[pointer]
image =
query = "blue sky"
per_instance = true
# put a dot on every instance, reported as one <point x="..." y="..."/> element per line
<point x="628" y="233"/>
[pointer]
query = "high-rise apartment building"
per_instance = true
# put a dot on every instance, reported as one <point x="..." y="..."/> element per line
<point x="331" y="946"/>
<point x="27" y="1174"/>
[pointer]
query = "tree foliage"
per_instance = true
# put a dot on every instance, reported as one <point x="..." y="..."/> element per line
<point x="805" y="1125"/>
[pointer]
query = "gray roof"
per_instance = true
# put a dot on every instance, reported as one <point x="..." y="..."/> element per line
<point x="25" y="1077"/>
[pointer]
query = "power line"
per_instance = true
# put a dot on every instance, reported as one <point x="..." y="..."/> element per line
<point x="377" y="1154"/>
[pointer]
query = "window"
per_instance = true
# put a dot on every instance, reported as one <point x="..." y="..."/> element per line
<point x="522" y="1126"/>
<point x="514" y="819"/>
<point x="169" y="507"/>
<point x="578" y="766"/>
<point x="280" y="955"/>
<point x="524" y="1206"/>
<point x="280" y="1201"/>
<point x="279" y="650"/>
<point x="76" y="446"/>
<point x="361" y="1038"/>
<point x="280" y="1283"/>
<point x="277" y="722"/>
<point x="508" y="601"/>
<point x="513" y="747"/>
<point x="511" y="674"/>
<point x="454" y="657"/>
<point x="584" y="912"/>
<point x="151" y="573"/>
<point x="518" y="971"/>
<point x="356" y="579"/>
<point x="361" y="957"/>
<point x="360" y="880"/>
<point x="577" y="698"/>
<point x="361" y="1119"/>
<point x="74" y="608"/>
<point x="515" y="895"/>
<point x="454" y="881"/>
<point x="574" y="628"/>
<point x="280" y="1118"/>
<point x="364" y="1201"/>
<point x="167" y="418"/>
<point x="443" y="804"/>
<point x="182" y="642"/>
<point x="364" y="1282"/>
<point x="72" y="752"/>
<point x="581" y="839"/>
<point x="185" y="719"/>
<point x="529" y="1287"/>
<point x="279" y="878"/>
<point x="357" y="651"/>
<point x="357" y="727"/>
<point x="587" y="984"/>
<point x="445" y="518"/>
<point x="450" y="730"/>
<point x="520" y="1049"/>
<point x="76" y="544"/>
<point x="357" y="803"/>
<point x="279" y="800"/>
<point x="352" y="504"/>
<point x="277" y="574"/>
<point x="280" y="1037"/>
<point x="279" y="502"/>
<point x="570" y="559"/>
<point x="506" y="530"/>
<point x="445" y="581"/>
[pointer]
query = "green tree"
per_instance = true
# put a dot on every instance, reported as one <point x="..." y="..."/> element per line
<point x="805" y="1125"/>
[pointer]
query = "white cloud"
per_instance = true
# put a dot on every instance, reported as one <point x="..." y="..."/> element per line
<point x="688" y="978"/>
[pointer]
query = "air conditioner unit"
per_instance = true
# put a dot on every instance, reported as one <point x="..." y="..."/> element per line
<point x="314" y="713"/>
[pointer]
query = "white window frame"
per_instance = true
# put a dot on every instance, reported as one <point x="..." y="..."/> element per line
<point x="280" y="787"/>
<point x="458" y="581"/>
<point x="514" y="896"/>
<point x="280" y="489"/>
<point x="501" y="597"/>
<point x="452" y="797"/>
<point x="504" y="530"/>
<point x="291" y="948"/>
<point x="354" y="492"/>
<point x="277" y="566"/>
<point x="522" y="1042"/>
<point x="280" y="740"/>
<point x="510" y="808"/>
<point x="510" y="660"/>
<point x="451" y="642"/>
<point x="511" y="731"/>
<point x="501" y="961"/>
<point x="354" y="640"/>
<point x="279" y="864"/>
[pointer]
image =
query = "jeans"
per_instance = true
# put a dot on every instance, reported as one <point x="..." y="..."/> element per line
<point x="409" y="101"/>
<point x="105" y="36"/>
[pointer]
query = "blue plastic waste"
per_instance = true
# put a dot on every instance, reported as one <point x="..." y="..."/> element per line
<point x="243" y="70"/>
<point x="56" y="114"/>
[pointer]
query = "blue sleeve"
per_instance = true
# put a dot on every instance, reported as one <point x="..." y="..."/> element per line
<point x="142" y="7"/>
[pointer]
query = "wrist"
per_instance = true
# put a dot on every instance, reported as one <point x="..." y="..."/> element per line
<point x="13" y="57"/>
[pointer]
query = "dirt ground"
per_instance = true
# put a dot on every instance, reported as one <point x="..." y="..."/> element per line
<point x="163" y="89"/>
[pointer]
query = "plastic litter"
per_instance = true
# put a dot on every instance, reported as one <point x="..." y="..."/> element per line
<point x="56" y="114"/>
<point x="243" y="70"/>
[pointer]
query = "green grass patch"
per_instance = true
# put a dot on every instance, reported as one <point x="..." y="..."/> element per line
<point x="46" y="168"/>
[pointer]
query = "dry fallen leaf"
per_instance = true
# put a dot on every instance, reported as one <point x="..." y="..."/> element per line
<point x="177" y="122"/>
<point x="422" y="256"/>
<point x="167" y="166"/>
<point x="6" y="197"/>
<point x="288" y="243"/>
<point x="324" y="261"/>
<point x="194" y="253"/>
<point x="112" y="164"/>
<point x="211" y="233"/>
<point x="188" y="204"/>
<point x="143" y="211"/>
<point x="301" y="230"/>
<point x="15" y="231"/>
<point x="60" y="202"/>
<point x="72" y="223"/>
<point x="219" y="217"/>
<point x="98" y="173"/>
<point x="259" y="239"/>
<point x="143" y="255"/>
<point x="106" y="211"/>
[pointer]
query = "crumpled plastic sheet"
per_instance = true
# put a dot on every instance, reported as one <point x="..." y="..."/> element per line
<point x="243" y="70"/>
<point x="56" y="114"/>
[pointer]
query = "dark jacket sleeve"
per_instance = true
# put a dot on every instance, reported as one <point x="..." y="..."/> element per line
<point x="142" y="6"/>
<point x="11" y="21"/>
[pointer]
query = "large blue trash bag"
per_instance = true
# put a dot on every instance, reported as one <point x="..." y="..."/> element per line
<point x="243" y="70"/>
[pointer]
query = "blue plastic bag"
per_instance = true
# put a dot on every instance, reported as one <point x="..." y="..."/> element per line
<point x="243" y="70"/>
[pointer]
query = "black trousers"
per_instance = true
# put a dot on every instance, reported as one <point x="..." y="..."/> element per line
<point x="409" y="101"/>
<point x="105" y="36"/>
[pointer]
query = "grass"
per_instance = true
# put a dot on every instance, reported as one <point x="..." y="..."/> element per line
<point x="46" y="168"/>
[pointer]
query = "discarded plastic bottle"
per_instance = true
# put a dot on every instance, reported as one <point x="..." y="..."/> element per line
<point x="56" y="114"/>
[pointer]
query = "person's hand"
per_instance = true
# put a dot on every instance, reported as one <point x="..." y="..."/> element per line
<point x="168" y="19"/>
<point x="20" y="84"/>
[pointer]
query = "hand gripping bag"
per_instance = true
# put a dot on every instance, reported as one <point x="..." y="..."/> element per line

-- Directive --
All the data must be duplicated exactly, with nothing added or removed.

-- Correct result --
[pointer]
image =
query = "blue sky"
per_instance = true
# put a dot on every instance, reported as one <point x="..." y="..."/> element per line
<point x="628" y="233"/>
[pointer]
query = "high-rise apartment building"
per_instance = true
# put a dot on every instance, reported as one <point x="..." y="..."/> element per line
<point x="331" y="946"/>
<point x="27" y="1174"/>
[pointer]
query = "tree foliage"
per_instance = true
# put a dot on every instance, reported as one <point x="..." y="..."/> element per line
<point x="805" y="1125"/>
[pointer]
query = "gray roof"
per_instance = true
# put a dot on every instance, reported as one <point x="..." y="..."/> element per line
<point x="25" y="1077"/>
[pointer]
query = "power line"
per_instance = true
# put a dot on every instance, reported as one <point x="..." y="..."/> element per line
<point x="377" y="1154"/>
[pointer]
query = "window"
per_instance = true
# put a dot on every instance, reported as one <point x="..." y="..."/> element per line
<point x="522" y="1126"/>
<point x="514" y="819"/>
<point x="169" y="507"/>
<point x="578" y="766"/>
<point x="280" y="955"/>
<point x="524" y="1206"/>
<point x="280" y="1201"/>
<point x="279" y="650"/>
<point x="76" y="446"/>
<point x="361" y="1038"/>
<point x="280" y="1283"/>
<point x="277" y="722"/>
<point x="508" y="601"/>
<point x="513" y="747"/>
<point x="511" y="674"/>
<point x="454" y="657"/>
<point x="584" y="912"/>
<point x="151" y="573"/>
<point x="518" y="971"/>
<point x="356" y="579"/>
<point x="361" y="957"/>
<point x="360" y="880"/>
<point x="577" y="698"/>
<point x="361" y="1119"/>
<point x="74" y="608"/>
<point x="515" y="895"/>
<point x="454" y="881"/>
<point x="574" y="628"/>
<point x="280" y="1118"/>
<point x="364" y="1201"/>
<point x="167" y="418"/>
<point x="443" y="804"/>
<point x="182" y="642"/>
<point x="364" y="1282"/>
<point x="72" y="752"/>
<point x="581" y="839"/>
<point x="185" y="719"/>
<point x="529" y="1287"/>
<point x="279" y="878"/>
<point x="357" y="651"/>
<point x="357" y="727"/>
<point x="587" y="984"/>
<point x="445" y="518"/>
<point x="450" y="730"/>
<point x="520" y="1049"/>
<point x="76" y="544"/>
<point x="357" y="803"/>
<point x="279" y="800"/>
<point x="352" y="504"/>
<point x="277" y="574"/>
<point x="280" y="1037"/>
<point x="279" y="502"/>
<point x="570" y="559"/>
<point x="506" y="530"/>
<point x="445" y="581"/>
[pointer]
query = "green tree"
per_instance = true
# put a dot on every instance, reported as one <point x="..." y="..."/> element per line
<point x="805" y="1125"/>
[pointer]
query = "white cloud"
per_instance = true
# put a dot on every instance, reported as one <point x="..." y="..."/> element per line
<point x="688" y="978"/>
[pointer]
query = "air conditioner unit"
per_instance = true
# put a dot on every instance, reported as one <point x="..." y="..."/> element per line
<point x="314" y="713"/>
[pointer]
query = "white window frame"
per_instance = true
# put a dot on every instance, reported as one <point x="..." y="..."/> element per line
<point x="280" y="787"/>
<point x="458" y="581"/>
<point x="514" y="896"/>
<point x="280" y="489"/>
<point x="501" y="597"/>
<point x="452" y="797"/>
<point x="504" y="530"/>
<point x="291" y="948"/>
<point x="354" y="492"/>
<point x="277" y="566"/>
<point x="522" y="1042"/>
<point x="280" y="740"/>
<point x="510" y="808"/>
<point x="510" y="660"/>
<point x="451" y="642"/>
<point x="511" y="731"/>
<point x="501" y="961"/>
<point x="354" y="640"/>
<point x="279" y="864"/>
[pointer]
image =
query = "jeans"
per_instance = true
# put a dot on every instance, reported as one <point x="..." y="..."/> element per line
<point x="409" y="101"/>
<point x="105" y="36"/>
[pointer]
query = "blue plastic waste"
per_instance = true
# put a dot on every instance, reported as one <point x="..." y="..."/> element per line
<point x="243" y="70"/>
<point x="56" y="114"/>
[pointer]
query = "blue sleeve"
per_instance = true
# put a dot on every instance, reported as one <point x="..." y="..."/> element per line
<point x="142" y="7"/>
[pointer]
query = "wrist"
per_instance = true
# put a dot on every instance, reported as one <point x="..." y="..."/> element per line
<point x="13" y="57"/>
[pointer]
query = "dirt ground"
per_instance = true
# put a dot on every instance, reported as one <point x="..." y="..."/> element per line
<point x="163" y="89"/>
[pointer]
query = "plastic litter"
per_instance = true
# put a dot on every instance, reported as one <point x="..." y="..."/> element per line
<point x="56" y="114"/>
<point x="243" y="70"/>
[pointer]
query = "green grass patch"
per_instance = true
# put a dot on every instance, reported as one <point x="..." y="..."/> element per line
<point x="46" y="168"/>
[pointer]
query = "dry fallen leaf"
per_instance = true
# put a dot on every instance, reported as one <point x="..." y="..."/> element per line
<point x="177" y="122"/>
<point x="422" y="256"/>
<point x="167" y="166"/>
<point x="6" y="197"/>
<point x="288" y="243"/>
<point x="324" y="261"/>
<point x="194" y="253"/>
<point x="112" y="164"/>
<point x="211" y="233"/>
<point x="188" y="204"/>
<point x="143" y="211"/>
<point x="301" y="230"/>
<point x="15" y="231"/>
<point x="60" y="202"/>
<point x="72" y="223"/>
<point x="219" y="217"/>
<point x="98" y="173"/>
<point x="259" y="239"/>
<point x="143" y="255"/>
<point x="106" y="211"/>
[pointer]
query = "crumpled plastic sheet"
per_instance = true
# put a dot on every instance, reported as one <point x="..." y="..."/> element per line
<point x="243" y="70"/>
<point x="56" y="114"/>
[pointer]
query = "dark jacket sleeve"
per_instance = true
# put a dot on every instance, reported as one <point x="..." y="..."/> element per line
<point x="142" y="6"/>
<point x="11" y="21"/>
[pointer]
query = "large blue trash bag"
per_instance = true
# put a dot on every instance, reported as one <point x="..." y="..."/> element per line
<point x="243" y="70"/>
[pointer]
query = "blue plastic bag"
per_instance = true
# put a dot on every instance, reported as one <point x="..." y="..."/> element per line
<point x="243" y="70"/>
[pointer]
query = "black trousers"
per_instance = true
# put a dot on every instance, reported as one <point x="..." y="..."/> element per line
<point x="409" y="101"/>
<point x="105" y="36"/>
[pointer]
query = "grass"
per_instance = true
# put a dot on every instance, reported as one <point x="..." y="..."/> element per line
<point x="46" y="168"/>
[pointer]
query = "discarded plastic bottle"
per_instance = true
# put a dot on every instance, reported as one <point x="..." y="..."/> element per line
<point x="56" y="114"/>
[pointer]
query = "person's hand"
per_instance = true
# put a dot on every instance, reported as one <point x="..." y="..."/> element per line
<point x="168" y="19"/>
<point x="20" y="84"/>
[pointer]
query = "hand gripping bag"
per_instance = true
# put a dot on every instance, reported as one <point x="..." y="..."/> element per line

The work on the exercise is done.